Florida Fish and Wildlife Conservation Commission Biologist Wade Brenner (left) and a volunteer unload a Florida black bear ready to be weighed at the check station located off of Forest Road 11 and CR 316 at the Ocala National Forest on Saturday. A bear must weigh a minimum of 100- pounds in order to be considered a legal kill. (Andrea Cornejo/ WUFT News)
Florida Fish and Wildlife Conservation Commission Biologist Wade Brenner (left) and a volunteer unload a Florida black bear ready to be weighed at the check station located off of Forest Road 11 and CR 316 at the Ocala National Forest on Saturday. A bear must weigh a minimum of 100- pounds in order to be considered a legal kill. (Andrea Cornejo/ WUFT News)

Robert Pattermann killed his first black bear in only two hours.

By about 1:15 p.m. Saturday the Ocala bear check station counted 22 slain bears.

By Saturday night, bear hunting in Central Florida was over.

One hundred bears were allowed to be killed in the Central Region, according to the Florida Fish and Wildlife Conservation Commission. The count was 99, leaving room for hunters to bring in kills from Saturday, said Greg Workman, a Northeast FWC representative.

Extracted material:
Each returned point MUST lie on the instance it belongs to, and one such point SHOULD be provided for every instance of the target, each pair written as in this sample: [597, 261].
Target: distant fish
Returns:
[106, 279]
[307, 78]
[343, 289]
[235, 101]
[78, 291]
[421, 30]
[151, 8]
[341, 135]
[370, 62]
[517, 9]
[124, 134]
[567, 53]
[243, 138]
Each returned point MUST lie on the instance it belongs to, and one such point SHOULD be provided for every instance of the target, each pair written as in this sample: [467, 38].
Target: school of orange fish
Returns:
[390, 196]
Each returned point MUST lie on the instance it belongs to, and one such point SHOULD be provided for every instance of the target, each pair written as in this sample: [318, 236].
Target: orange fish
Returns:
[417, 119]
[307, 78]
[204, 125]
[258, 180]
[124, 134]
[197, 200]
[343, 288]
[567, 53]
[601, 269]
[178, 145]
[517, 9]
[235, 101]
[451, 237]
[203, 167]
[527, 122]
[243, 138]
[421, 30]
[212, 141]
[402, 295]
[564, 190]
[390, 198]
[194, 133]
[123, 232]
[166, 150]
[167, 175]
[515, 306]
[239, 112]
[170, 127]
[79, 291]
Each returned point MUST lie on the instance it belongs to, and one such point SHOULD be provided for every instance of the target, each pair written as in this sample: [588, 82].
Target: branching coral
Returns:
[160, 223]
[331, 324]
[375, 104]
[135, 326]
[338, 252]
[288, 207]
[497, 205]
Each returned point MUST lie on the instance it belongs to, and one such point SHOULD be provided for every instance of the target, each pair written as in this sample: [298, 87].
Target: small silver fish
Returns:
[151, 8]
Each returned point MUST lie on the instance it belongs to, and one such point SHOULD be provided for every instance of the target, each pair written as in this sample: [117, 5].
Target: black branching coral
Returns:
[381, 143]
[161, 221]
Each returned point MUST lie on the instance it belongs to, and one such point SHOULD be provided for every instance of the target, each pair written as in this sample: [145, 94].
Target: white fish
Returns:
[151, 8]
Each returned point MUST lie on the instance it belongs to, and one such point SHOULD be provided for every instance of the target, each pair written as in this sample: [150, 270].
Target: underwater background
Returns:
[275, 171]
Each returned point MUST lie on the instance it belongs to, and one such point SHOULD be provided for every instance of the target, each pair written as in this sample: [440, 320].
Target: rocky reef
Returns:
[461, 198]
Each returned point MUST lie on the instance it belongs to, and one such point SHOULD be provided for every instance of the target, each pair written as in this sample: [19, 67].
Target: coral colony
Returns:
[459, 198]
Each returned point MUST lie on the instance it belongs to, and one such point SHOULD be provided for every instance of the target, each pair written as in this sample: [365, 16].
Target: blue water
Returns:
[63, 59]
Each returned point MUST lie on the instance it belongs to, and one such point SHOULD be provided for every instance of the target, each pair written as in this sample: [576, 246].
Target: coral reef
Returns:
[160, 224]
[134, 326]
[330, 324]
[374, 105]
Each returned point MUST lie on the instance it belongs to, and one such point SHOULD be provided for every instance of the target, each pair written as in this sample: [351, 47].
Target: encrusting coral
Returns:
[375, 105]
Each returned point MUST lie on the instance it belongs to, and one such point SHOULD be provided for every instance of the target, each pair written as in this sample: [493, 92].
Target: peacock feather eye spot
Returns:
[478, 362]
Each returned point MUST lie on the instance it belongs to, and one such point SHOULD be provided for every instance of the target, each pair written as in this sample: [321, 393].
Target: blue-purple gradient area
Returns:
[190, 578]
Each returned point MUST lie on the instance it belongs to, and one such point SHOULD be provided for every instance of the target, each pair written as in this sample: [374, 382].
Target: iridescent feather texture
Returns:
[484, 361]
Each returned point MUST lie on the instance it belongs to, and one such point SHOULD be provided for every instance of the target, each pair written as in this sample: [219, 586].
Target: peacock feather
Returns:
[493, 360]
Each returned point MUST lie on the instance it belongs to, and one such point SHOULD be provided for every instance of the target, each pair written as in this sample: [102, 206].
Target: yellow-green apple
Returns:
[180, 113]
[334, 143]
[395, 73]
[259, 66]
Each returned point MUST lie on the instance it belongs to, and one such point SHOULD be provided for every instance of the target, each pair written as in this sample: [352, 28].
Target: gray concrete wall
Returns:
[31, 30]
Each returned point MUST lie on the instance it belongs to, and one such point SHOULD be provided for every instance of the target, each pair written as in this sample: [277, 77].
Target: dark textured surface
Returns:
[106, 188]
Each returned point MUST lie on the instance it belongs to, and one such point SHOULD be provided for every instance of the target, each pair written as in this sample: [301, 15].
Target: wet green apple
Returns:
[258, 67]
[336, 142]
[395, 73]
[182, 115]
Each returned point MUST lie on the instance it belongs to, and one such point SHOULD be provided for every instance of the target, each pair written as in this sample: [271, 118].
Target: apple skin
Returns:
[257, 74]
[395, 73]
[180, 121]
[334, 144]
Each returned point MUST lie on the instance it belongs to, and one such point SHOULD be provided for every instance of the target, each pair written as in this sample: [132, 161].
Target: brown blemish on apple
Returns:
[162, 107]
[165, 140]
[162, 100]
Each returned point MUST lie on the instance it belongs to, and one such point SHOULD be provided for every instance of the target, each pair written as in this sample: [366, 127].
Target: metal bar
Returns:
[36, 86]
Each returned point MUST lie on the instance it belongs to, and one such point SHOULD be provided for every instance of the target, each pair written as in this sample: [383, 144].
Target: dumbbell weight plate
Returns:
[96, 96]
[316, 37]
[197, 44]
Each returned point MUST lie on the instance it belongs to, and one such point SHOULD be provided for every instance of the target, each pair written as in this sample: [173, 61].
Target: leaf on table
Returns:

Work instructions:
(1) Answer these from the bear hunt report.
(a) What is the minimum weight for a bear to count as a legal kill?
(b) How many slain bears had the Ocala bear check station counted by about 1:15 p.m. Saturday?
(c) How many bears were allowed to be killed in the Central Region?
(2) Copy the part of the bear hunt report that begins at the words "Robert Pattermann killed" and stops after "Florida was over.", substituting "harvested" for "slain".

Solved problems:
(1)
(a) 100 pounds
(b) 22
(c) One hundred

(2)
Robert Pattermann killed his first black bear in only two hours.

By about 1:15 p.m. Saturday the Ocala bear check station counted 22 harvested bears.

By Saturday night, bear hunting in Central Florida was over.